# PROBLEM STATEMENT:
Extract every entry word for word.

# INPUT ROWS:

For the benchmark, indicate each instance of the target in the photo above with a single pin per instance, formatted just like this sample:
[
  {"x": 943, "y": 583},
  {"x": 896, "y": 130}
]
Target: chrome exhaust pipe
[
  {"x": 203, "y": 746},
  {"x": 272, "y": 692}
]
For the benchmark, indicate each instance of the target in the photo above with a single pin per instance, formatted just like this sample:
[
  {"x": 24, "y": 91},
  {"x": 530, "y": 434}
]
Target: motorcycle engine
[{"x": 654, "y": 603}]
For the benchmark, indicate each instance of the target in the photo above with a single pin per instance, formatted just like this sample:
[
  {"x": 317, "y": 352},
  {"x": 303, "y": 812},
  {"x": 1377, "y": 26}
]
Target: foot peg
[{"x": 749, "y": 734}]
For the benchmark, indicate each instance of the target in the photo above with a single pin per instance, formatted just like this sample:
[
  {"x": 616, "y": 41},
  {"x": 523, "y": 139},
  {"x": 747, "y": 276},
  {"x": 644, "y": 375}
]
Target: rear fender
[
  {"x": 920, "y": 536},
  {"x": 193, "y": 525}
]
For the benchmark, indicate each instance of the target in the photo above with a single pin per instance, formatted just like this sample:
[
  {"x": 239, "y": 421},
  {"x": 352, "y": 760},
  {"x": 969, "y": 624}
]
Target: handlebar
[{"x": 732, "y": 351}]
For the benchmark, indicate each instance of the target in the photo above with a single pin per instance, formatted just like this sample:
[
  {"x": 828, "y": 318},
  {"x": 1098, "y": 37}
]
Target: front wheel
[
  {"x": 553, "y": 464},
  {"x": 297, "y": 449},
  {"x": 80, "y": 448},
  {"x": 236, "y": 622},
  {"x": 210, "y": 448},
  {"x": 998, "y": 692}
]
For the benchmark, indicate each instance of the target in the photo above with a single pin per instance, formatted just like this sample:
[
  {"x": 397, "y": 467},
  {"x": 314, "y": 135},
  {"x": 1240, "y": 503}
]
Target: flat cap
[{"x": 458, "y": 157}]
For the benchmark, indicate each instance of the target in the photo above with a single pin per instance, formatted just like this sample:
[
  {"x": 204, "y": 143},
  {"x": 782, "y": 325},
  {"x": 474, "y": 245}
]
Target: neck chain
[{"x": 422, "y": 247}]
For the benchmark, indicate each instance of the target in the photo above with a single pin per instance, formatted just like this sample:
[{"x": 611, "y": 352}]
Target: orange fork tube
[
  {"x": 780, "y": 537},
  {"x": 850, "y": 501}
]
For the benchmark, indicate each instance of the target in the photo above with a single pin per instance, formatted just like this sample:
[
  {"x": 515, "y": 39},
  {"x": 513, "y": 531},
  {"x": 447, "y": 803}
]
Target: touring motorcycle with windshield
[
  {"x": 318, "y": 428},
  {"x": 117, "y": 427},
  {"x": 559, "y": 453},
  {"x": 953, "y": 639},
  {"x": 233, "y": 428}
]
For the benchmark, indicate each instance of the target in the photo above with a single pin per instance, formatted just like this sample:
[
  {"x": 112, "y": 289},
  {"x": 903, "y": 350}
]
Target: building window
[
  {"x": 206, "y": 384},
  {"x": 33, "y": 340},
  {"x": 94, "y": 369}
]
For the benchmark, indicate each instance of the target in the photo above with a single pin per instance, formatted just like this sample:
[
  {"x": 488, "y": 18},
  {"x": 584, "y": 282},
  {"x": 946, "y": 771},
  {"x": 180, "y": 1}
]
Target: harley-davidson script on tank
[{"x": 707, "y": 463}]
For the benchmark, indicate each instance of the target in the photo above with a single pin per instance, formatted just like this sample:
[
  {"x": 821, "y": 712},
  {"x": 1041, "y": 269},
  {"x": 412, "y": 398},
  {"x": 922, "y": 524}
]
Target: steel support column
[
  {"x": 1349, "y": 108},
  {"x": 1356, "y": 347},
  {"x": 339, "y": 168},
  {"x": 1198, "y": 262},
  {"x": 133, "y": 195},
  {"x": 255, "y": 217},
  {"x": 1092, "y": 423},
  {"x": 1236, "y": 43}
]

# RESPONSE TO THIS EXERCISE:
For the benchmark, indicate each instance of the target in the photo above with a single pin per instance, formatted just like this sample:
[
  {"x": 943, "y": 583},
  {"x": 896, "y": 130}
]
Target: chrome exhaust pipe
[
  {"x": 203, "y": 746},
  {"x": 272, "y": 692}
]
For the benchmark, indicate each instance of the target in the photo above with a single pin per instance, formatted just like this sample:
[
  {"x": 24, "y": 91},
  {"x": 530, "y": 434}
]
Target: motorcycle engine
[{"x": 654, "y": 603}]
For the benchmark, indicate each instance of the target in the photo above with a single pin per instance, formatted just like this sample:
[
  {"x": 317, "y": 352},
  {"x": 303, "y": 812},
  {"x": 1377, "y": 26}
]
Target: foot peg
[{"x": 749, "y": 734}]
For the benchmark, indicate each instance of the target in the photo above with a single pin per instance, formatted just like this sample:
[
  {"x": 616, "y": 41},
  {"x": 523, "y": 139},
  {"x": 747, "y": 276},
  {"x": 644, "y": 375}
]
Target: rear fender
[
  {"x": 920, "y": 536},
  {"x": 193, "y": 525}
]
For the benchmark, indicate each instance of the target in the photo above with a single pin per instance, formatted just like this sample:
[
  {"x": 239, "y": 421},
  {"x": 352, "y": 760},
  {"x": 969, "y": 624}
]
Target: handlebar
[{"x": 732, "y": 351}]
For the benchmark, indicate each instance of the target in the photo above with a single pin per instance, formatted just like this sample:
[
  {"x": 828, "y": 318},
  {"x": 1098, "y": 37}
]
Target: front wheel
[
  {"x": 553, "y": 464},
  {"x": 297, "y": 449},
  {"x": 80, "y": 448},
  {"x": 236, "y": 622},
  {"x": 210, "y": 448},
  {"x": 998, "y": 692}
]
For the benchmark, indicate each instance of the target in the photo above with a single pin per instance, formatted just like this sample:
[
  {"x": 397, "y": 467},
  {"x": 314, "y": 135},
  {"x": 1240, "y": 503}
]
Target: flat cap
[{"x": 458, "y": 157}]
For the benchmark, indicate each instance of the target in the photo above with a single pin per instance, formatted just like this sample:
[
  {"x": 204, "y": 143},
  {"x": 782, "y": 325},
  {"x": 474, "y": 245}
]
Target: neck chain
[{"x": 422, "y": 247}]
For the benchmark, indicate each instance of the target in the photo above with a single pin per instance, formatted just like this sample:
[{"x": 611, "y": 352}]
Target: orange fork tube
[
  {"x": 780, "y": 537},
  {"x": 850, "y": 501}
]
For the benchmark, indicate each instance of the target in the photo above with a single pin per instance, formatted just like this sample:
[
  {"x": 515, "y": 39},
  {"x": 513, "y": 531},
  {"x": 447, "y": 803}
]
Target: touring motorcycle with windshield
[
  {"x": 318, "y": 428},
  {"x": 117, "y": 427},
  {"x": 559, "y": 453},
  {"x": 953, "y": 639},
  {"x": 233, "y": 428}
]
For the benchmark, indicate each instance of the target in the photo above with a single pin per instance, formatted just like this sample:
[
  {"x": 112, "y": 289},
  {"x": 903, "y": 350}
]
Target: building window
[
  {"x": 206, "y": 384},
  {"x": 33, "y": 340},
  {"x": 94, "y": 369}
]
For the benchmark, indicate each instance of the target in the photo above with a single pin per instance, formatted just like this sample:
[
  {"x": 488, "y": 18},
  {"x": 584, "y": 282},
  {"x": 946, "y": 771},
  {"x": 180, "y": 1}
]
Target: harley-davidson script on tank
[{"x": 707, "y": 463}]
For the benchmark, indicate each instance of the target in the photo above with a single pin per instance, formatted just like this sample:
[
  {"x": 821, "y": 712},
  {"x": 1041, "y": 269},
  {"x": 412, "y": 398},
  {"x": 922, "y": 524}
]
Target: steel support column
[
  {"x": 1349, "y": 108},
  {"x": 1356, "y": 347},
  {"x": 339, "y": 168},
  {"x": 1198, "y": 262},
  {"x": 133, "y": 195},
  {"x": 255, "y": 217},
  {"x": 1092, "y": 423},
  {"x": 1236, "y": 43}
]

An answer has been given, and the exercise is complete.